▶ [Input]
§ §

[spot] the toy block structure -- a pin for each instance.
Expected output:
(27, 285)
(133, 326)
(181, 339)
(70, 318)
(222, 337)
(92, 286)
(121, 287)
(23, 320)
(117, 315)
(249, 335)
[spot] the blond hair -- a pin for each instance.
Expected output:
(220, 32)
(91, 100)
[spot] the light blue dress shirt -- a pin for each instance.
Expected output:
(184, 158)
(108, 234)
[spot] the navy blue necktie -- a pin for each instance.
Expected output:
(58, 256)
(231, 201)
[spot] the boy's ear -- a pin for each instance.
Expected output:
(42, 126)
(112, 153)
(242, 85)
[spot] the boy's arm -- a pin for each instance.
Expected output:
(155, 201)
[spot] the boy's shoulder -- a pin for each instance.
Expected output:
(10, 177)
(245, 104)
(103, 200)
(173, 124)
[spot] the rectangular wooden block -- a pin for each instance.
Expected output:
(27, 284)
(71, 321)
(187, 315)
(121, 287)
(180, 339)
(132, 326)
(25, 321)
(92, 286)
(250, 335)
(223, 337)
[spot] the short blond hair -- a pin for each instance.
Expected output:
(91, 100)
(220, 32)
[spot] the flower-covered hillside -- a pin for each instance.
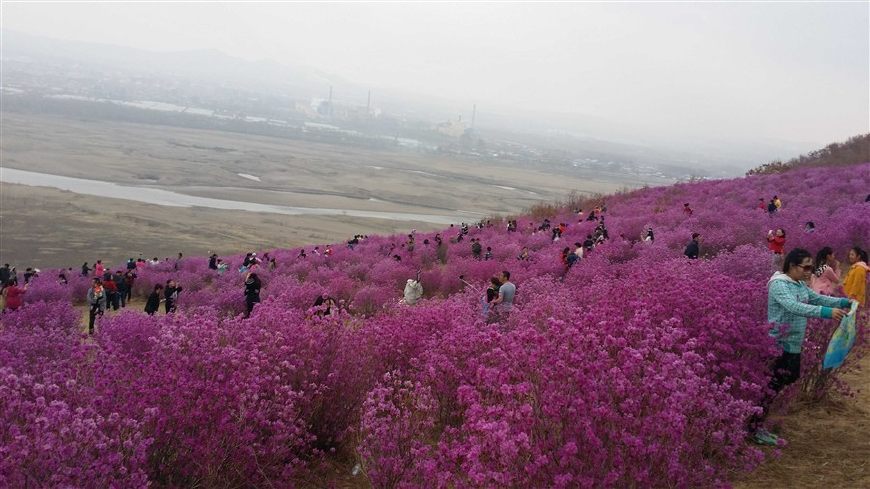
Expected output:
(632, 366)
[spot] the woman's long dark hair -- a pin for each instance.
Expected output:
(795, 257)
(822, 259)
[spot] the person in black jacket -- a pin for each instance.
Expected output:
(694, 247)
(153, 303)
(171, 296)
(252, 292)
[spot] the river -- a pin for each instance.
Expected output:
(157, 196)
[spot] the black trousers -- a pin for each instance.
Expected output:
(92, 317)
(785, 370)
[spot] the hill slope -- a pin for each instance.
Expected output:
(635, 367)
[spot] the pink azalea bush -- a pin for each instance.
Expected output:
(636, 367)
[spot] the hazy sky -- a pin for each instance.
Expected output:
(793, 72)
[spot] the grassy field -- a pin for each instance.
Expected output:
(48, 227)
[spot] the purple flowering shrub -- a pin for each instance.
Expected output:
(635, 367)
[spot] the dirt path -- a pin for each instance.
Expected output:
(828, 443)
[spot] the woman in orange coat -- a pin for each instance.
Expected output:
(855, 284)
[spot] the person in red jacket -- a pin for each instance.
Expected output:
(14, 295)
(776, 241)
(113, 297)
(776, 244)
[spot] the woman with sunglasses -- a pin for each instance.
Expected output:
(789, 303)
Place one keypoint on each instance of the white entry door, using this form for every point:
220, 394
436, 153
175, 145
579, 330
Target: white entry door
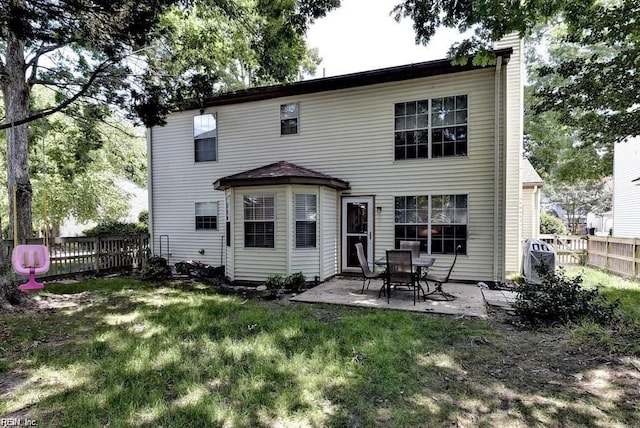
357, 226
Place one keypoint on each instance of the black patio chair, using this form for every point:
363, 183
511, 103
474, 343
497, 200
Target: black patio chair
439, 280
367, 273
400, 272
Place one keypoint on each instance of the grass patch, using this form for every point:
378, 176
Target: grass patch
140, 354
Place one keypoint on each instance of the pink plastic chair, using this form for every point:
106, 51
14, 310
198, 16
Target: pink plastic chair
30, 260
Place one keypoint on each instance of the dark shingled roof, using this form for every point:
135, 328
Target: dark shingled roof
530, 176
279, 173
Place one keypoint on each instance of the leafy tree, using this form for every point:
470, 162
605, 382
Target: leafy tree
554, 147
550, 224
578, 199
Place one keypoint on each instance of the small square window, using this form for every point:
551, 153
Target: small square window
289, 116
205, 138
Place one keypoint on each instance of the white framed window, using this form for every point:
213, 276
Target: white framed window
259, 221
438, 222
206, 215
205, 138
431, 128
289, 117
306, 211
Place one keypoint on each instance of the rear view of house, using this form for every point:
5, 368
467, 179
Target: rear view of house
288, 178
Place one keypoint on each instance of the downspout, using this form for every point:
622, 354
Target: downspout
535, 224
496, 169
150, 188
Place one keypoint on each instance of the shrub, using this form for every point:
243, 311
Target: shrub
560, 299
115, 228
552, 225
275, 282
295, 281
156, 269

§ §

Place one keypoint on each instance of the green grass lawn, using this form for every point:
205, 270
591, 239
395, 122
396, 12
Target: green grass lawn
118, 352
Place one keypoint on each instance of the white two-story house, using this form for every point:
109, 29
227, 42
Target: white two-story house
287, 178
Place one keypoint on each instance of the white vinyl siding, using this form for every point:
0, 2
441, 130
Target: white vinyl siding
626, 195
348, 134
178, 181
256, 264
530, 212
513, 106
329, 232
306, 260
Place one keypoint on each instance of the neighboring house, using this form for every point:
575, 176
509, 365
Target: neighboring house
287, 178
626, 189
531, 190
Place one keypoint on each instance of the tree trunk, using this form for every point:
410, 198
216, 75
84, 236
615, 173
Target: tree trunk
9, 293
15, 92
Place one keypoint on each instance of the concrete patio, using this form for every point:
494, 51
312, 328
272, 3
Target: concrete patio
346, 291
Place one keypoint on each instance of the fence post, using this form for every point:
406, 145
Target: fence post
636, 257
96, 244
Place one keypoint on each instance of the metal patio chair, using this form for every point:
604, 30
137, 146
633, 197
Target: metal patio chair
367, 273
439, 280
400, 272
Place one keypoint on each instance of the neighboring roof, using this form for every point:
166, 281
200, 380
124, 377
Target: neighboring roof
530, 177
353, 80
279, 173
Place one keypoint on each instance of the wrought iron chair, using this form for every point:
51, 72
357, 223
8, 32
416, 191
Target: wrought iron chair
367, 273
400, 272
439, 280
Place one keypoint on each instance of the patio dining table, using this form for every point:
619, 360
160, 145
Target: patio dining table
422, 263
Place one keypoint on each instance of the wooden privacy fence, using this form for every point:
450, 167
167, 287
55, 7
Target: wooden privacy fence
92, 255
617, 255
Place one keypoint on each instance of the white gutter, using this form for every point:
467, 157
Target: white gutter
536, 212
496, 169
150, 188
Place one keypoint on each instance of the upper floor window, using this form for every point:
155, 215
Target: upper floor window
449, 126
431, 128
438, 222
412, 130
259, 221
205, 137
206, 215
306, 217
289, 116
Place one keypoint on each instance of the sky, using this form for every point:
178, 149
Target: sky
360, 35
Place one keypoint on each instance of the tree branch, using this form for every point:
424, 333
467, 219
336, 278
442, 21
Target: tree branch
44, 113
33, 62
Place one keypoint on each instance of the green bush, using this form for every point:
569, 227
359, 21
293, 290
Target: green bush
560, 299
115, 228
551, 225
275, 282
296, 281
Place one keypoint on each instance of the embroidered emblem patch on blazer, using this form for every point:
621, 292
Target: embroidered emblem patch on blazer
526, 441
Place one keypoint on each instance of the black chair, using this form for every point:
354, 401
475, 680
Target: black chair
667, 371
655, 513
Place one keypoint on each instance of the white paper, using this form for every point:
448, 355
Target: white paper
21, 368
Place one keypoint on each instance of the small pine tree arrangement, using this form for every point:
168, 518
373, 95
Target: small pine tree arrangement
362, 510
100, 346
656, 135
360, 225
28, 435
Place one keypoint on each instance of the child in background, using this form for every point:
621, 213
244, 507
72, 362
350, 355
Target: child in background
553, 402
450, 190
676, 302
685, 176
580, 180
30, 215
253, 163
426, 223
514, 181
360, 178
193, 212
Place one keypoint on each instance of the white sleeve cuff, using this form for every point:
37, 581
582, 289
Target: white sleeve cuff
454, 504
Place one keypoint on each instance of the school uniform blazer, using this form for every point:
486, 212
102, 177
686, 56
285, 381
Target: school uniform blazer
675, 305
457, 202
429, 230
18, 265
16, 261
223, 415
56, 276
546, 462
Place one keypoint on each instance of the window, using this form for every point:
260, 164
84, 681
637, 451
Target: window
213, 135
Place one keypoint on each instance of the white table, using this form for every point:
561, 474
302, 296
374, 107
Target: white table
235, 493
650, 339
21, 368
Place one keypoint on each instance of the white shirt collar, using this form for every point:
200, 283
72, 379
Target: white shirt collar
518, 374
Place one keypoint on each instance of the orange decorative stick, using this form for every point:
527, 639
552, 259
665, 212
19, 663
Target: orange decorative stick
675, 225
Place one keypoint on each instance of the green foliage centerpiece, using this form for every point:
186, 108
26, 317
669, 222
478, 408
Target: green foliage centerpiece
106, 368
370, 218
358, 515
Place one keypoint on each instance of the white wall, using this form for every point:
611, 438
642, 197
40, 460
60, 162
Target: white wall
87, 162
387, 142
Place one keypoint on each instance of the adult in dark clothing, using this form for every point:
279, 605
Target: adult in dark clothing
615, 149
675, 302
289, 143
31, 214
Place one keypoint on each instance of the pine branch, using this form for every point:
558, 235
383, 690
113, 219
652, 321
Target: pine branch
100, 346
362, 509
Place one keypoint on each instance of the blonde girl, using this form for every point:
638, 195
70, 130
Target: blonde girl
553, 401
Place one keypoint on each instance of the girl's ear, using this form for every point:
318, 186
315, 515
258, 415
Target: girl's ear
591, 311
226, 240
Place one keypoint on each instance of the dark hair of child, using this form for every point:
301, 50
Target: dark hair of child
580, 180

§ §

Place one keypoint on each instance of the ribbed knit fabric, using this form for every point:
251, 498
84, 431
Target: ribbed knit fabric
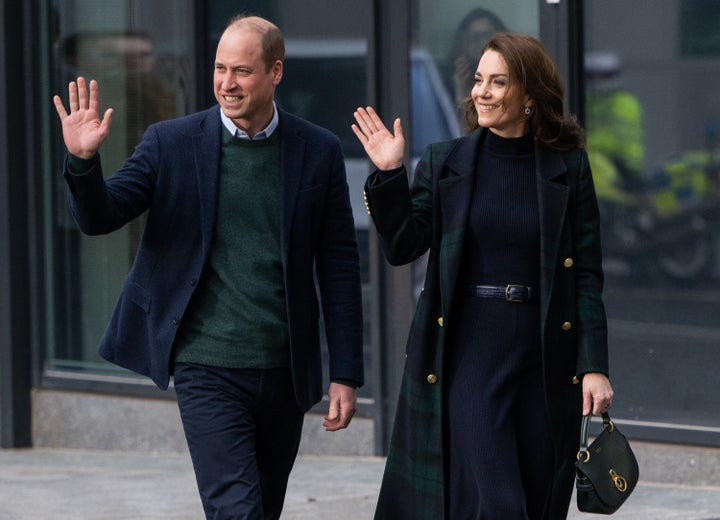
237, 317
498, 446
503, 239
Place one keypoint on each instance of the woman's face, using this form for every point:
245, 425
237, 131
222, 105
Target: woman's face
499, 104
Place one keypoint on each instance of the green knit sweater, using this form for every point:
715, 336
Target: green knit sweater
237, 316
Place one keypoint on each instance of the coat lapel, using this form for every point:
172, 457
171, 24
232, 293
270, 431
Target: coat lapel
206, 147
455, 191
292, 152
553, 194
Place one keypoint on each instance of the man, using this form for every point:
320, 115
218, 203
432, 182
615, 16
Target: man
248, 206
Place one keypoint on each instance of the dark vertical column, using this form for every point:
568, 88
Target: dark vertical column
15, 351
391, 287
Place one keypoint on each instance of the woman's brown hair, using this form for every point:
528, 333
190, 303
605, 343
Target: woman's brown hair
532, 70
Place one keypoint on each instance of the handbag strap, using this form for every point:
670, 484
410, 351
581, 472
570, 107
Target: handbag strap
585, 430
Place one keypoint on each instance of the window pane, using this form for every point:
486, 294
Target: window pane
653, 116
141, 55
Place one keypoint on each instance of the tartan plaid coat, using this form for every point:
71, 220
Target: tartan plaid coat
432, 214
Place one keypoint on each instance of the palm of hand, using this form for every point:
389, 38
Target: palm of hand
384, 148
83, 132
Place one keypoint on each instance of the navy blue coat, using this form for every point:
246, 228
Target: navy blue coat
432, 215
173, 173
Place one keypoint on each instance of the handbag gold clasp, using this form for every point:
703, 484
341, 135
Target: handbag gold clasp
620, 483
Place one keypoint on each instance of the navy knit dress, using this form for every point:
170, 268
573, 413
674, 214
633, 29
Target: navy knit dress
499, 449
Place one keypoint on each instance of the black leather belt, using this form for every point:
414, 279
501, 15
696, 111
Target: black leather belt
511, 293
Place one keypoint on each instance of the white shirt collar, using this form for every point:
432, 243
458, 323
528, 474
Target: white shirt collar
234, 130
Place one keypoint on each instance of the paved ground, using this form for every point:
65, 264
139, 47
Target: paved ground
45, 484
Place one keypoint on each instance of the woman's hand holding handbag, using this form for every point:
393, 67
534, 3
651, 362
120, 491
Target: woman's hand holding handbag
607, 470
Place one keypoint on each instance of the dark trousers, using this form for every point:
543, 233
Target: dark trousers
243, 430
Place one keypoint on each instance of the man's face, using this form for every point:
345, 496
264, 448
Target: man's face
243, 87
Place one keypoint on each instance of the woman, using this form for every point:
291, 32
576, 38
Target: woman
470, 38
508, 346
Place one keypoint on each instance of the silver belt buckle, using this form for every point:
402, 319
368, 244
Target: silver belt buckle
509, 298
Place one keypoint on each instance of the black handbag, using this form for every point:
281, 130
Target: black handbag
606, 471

§ §

Skip every picture, and restate word for word only the lines above from the line containing "[spot] the toy" to the line containing "[spot] the purple", both of them included.

[spot] the toy block structure -- a pin for each instance.
Expected output:
(27, 285)
(133, 326)
(181, 339)
(70, 318)
(222, 337)
(92, 286)
(121, 287)
(23, 320)
(117, 315)
(249, 335)
[spot] the blond hair -- a pin for each instance.
Expected output:
(220, 32)
(91, 100)
[spot] the light blue dress shirt -- a pin for each instance.
Expected output:
(184, 158)
(108, 234)
[spot] the navy blue necktie -- a pin for each instance.
Expected output:
(58, 256)
(231, 201)
[spot] the boy's ear -- a pin for each instance.
Expected output:
(42, 126)
(112, 153)
(242, 85)
[spot] the boy's arm -- a pin for each instance.
Expected output:
(155, 201)
[spot] the boy's shoulder -- a pin for each instance.
Expected output:
(10, 177)
(245, 104)
(103, 200)
(173, 124)
[spot] the rectangular wooden block -- a pin for each instance.
Expected output:
(27, 284)
(71, 321)
(187, 315)
(121, 287)
(180, 339)
(132, 326)
(25, 321)
(92, 286)
(250, 335)
(223, 337)
[spot] the short blond hair -- a pin for each instance.
Expected output:
(91, 100)
(220, 32)
[spot] the flower-covered hillside -- a pin for each instance.
Expected output:
(632, 366)
[spot] the woman's long dark hair -- a pin for each instance.
Expected output:
(795, 257)
(822, 259)
[spot] the person in black jacket -- a pin for each instance.
Expected output:
(694, 247)
(153, 303)
(171, 296)
(252, 292)
[spot] the river -- a pin for each instance.
Expected output:
(157, 196)
[spot] the black trousers -- a pin for each instance.
Expected output:
(92, 317)
(785, 370)
[spot] the hill slope -- a pin for each instance.
Expected output:
(635, 367)
[spot] the pink azalea bush -- a pin for each instance.
Expected output:
(636, 367)
[spot] the hazy sky -- a pin for each instance.
Expected output:
(793, 72)
[spot] the grassy field -- a pin for each instance.
Expected output:
(48, 227)
[spot] the purple flowering shrub -- a pin for each instance.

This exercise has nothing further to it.